▸ TASK MATERIAL
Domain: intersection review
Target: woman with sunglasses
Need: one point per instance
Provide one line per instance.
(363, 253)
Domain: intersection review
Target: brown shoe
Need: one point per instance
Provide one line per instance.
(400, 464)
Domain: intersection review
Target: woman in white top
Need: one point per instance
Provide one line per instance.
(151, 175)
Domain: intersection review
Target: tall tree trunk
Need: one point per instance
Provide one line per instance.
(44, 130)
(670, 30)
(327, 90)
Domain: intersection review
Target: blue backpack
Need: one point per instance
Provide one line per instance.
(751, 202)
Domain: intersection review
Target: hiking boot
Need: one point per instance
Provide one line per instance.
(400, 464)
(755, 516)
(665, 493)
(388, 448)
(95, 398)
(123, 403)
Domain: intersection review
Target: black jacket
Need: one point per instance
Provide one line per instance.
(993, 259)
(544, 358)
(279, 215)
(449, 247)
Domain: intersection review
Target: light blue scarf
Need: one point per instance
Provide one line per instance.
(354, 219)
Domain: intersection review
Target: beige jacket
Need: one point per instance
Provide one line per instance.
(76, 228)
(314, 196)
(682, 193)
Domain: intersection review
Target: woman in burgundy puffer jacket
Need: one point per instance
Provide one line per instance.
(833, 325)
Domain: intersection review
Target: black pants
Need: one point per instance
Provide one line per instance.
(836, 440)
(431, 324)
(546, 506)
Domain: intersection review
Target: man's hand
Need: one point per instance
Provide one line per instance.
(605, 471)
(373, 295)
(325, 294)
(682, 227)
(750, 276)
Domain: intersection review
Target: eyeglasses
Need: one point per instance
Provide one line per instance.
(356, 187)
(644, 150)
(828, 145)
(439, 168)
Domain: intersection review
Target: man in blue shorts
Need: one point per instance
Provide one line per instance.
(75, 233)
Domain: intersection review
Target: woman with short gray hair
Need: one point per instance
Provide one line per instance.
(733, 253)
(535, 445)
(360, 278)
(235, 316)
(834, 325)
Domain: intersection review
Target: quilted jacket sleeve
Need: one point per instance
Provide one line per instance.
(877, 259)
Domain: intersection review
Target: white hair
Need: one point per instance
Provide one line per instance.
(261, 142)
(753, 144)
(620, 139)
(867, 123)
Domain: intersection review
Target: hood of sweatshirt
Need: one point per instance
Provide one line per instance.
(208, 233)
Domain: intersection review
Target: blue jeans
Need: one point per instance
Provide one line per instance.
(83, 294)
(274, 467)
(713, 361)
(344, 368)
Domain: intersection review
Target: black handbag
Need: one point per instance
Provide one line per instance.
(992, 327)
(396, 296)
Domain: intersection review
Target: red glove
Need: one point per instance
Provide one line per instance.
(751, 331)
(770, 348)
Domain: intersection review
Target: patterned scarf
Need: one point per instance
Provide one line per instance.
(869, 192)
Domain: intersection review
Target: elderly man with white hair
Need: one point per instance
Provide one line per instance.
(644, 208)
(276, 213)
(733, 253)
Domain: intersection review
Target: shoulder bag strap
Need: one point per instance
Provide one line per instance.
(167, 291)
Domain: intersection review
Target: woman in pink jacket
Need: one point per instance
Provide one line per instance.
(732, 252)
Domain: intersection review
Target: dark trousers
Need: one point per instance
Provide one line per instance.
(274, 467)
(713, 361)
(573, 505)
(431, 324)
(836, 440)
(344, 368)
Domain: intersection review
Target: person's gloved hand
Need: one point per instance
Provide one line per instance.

▸ PROBLEM TO SOLVE
Lines from the entries that contain the string "hair" are what must be copied.

▸ RESPONSE AREA
Target: woman with short gray hair
Target: white hair
Target: elderly man with white hair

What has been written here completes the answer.